─── STORED RECORDS ───
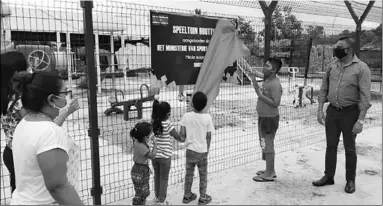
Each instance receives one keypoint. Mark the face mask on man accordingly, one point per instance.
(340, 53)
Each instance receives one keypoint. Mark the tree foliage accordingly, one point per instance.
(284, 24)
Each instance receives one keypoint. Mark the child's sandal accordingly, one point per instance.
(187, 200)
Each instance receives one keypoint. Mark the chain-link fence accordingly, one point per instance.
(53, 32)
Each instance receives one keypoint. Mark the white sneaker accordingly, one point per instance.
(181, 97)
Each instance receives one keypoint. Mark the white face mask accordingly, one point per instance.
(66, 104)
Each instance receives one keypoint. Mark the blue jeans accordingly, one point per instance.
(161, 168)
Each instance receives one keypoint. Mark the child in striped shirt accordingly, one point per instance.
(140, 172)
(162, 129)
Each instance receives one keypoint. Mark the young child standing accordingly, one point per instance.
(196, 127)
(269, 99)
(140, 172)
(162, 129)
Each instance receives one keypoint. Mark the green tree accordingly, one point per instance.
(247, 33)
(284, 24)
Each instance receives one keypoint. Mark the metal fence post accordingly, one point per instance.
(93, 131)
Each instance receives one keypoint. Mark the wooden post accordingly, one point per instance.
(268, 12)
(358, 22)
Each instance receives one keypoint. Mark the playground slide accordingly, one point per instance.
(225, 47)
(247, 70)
───
─── STORED RECORDS ───
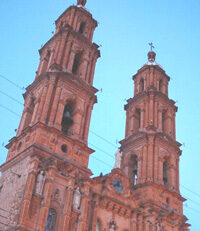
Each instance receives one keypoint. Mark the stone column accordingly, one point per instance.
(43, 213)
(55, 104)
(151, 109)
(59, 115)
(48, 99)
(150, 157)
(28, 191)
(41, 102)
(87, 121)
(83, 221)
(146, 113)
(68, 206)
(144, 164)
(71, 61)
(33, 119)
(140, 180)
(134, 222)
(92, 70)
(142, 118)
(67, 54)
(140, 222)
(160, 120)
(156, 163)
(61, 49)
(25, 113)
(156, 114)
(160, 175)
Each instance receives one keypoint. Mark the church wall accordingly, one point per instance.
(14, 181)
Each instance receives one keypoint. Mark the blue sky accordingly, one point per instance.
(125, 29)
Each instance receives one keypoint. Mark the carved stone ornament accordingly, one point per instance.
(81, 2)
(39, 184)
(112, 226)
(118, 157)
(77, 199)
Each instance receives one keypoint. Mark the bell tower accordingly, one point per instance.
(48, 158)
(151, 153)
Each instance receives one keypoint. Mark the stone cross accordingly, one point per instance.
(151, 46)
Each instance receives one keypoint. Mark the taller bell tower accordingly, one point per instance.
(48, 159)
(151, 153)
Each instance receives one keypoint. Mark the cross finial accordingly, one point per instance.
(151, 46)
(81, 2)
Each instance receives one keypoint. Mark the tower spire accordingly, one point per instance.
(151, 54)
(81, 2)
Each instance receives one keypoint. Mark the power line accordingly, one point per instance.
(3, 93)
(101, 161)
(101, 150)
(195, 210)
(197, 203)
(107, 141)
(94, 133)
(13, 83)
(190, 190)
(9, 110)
───
THE PROBLEM: Count the lines in the records that contain the string "post" and give only that number.

TASK OUTPUT: 2